→ PROBLEM TO WORK ON:
Count the lines in the data below that contain the word "orange", treating case as significant. Give only the number.

[START]

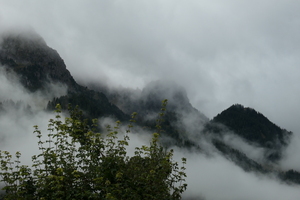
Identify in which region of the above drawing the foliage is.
[0,100,187,200]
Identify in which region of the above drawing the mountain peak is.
[0,31,77,91]
[212,104,291,160]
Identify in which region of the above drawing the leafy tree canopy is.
[0,100,187,200]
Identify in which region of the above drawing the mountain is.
[210,104,292,161]
[88,80,209,147]
[0,31,79,91]
[0,29,300,184]
[0,31,129,120]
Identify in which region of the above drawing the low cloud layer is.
[0,0,300,200]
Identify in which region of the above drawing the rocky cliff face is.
[0,32,78,91]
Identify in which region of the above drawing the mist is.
[0,0,300,200]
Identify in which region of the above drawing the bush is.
[0,100,187,200]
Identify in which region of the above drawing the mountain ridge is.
[0,30,300,183]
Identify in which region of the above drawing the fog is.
[0,0,300,200]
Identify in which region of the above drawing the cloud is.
[0,0,300,199]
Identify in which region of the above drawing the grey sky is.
[0,0,300,132]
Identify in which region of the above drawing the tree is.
[0,100,187,200]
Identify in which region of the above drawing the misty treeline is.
[0,100,187,200]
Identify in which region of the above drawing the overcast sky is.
[0,0,300,132]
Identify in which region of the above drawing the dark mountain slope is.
[85,80,209,147]
[0,31,129,120]
[0,32,80,91]
[207,104,292,161]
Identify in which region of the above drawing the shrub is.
[0,100,187,200]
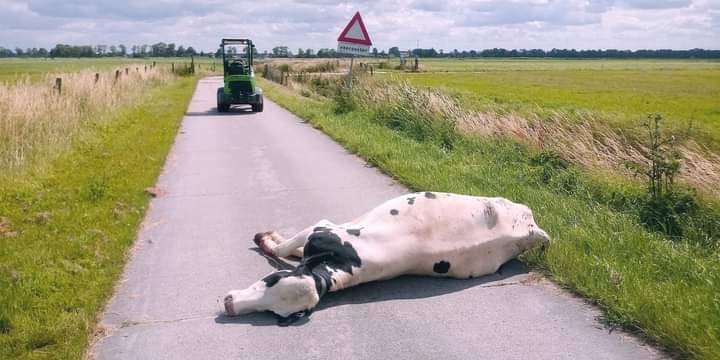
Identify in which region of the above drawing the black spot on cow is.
[433,260,450,274]
[301,232,362,274]
[262,271,299,287]
[275,309,312,327]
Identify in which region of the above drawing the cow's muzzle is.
[223,295,235,316]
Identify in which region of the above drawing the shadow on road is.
[185,106,255,116]
[215,258,528,326]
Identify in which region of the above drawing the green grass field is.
[0,58,218,82]
[0,73,197,359]
[384,59,720,149]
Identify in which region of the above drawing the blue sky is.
[0,0,720,52]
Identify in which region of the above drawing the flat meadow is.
[0,57,219,82]
[382,59,720,150]
[0,59,202,359]
[261,59,720,359]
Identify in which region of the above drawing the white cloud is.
[0,0,720,51]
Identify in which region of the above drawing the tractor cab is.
[217,39,263,112]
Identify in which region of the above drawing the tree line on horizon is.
[0,42,720,59]
[0,42,206,58]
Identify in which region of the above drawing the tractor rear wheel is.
[217,88,230,112]
[252,95,263,112]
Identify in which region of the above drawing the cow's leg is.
[255,219,336,257]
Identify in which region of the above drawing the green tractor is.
[217,39,263,112]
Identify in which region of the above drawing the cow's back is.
[342,192,544,283]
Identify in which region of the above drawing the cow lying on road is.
[224,192,549,325]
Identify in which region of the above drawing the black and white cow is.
[224,192,549,325]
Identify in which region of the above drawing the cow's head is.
[224,228,362,325]
[224,268,325,325]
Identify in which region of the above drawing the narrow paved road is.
[91,78,660,360]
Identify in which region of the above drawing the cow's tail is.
[530,226,550,242]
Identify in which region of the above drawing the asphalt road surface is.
[91,78,663,360]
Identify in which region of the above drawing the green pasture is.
[382,59,720,148]
[0,57,219,82]
[260,80,720,359]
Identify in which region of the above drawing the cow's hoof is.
[223,295,235,316]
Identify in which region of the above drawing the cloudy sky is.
[0,0,720,51]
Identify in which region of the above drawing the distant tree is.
[0,46,15,58]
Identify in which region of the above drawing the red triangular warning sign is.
[338,11,372,46]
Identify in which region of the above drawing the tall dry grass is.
[0,65,174,174]
[356,79,720,197]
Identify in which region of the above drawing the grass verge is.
[0,78,197,359]
[262,81,720,359]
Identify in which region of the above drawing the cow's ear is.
[278,310,312,326]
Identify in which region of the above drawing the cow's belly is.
[330,193,534,288]
[344,235,519,287]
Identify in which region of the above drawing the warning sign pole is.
[338,12,372,92]
[347,55,355,93]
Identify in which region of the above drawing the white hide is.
[226,192,549,316]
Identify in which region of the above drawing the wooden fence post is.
[55,78,62,95]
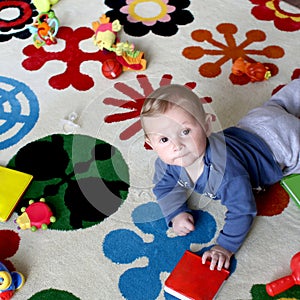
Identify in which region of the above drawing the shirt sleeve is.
[153,159,190,226]
[217,175,257,253]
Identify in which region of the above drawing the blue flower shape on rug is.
[105,0,194,36]
[103,202,217,300]
[0,76,39,150]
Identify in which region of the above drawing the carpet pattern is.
[0,0,300,300]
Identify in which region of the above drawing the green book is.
[280,174,300,207]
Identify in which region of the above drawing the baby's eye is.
[181,129,190,135]
[160,137,169,143]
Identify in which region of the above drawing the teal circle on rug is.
[7,134,129,230]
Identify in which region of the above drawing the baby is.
[141,79,300,270]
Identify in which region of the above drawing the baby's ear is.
[144,137,153,150]
[204,113,213,137]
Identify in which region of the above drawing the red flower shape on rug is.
[0,230,20,272]
[22,27,115,91]
[103,74,212,140]
[182,23,284,85]
[255,182,290,217]
[250,0,300,31]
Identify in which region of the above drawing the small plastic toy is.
[231,57,271,82]
[92,15,147,78]
[16,198,56,232]
[33,0,59,12]
[29,10,59,48]
[101,59,122,79]
[0,262,25,300]
[266,252,300,296]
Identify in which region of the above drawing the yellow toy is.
[33,0,59,13]
[92,15,147,71]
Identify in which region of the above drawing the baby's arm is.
[202,245,233,271]
[172,212,195,236]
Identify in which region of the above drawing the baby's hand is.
[202,245,233,271]
[172,212,195,236]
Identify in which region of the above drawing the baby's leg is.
[237,79,300,175]
[264,79,300,118]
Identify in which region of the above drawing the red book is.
[164,250,230,300]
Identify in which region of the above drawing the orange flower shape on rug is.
[250,0,300,31]
[182,23,284,85]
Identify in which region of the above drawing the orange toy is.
[231,57,271,82]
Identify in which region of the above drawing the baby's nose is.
[173,141,183,151]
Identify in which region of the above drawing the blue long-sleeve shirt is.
[153,127,283,252]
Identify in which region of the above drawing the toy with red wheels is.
[16,198,56,232]
[101,58,123,79]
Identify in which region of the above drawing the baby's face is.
[143,107,207,167]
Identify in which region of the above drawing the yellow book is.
[0,166,33,222]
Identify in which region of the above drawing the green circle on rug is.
[7,134,129,230]
[28,289,80,300]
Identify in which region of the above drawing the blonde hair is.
[140,84,206,126]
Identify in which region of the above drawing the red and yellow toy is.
[0,262,25,300]
[29,10,59,48]
[231,57,271,82]
[92,15,147,79]
[266,252,300,297]
[16,198,56,232]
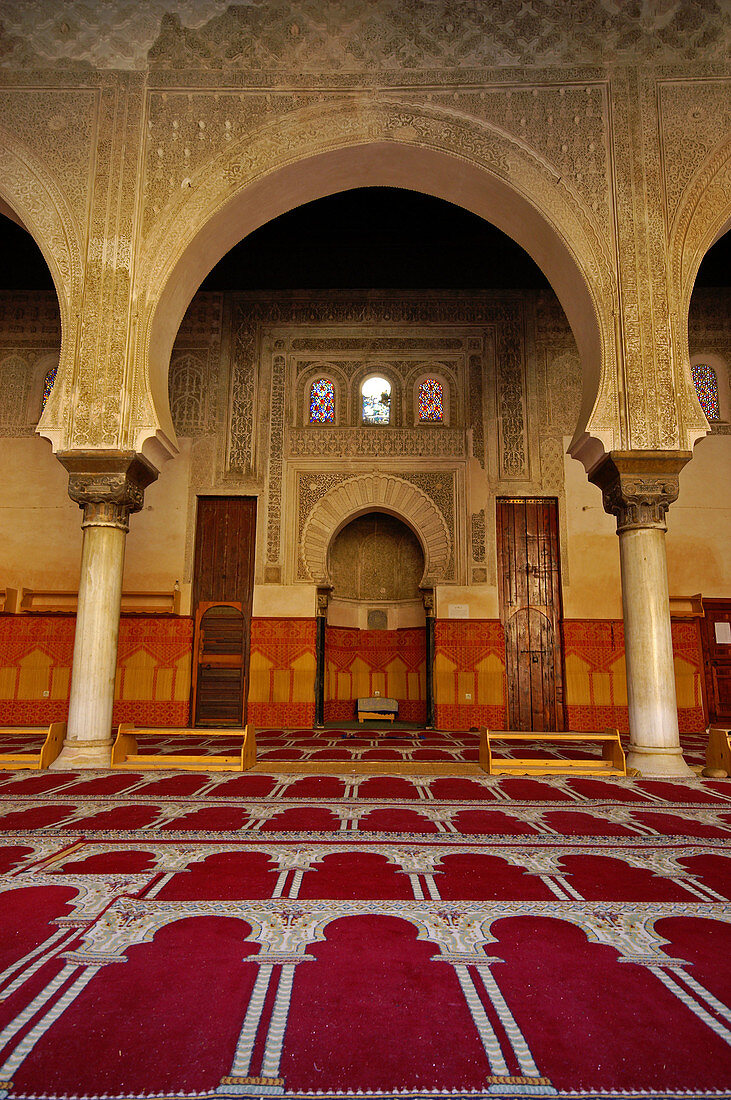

[END]

→ OUTPUT OF THE EXERCISE:
2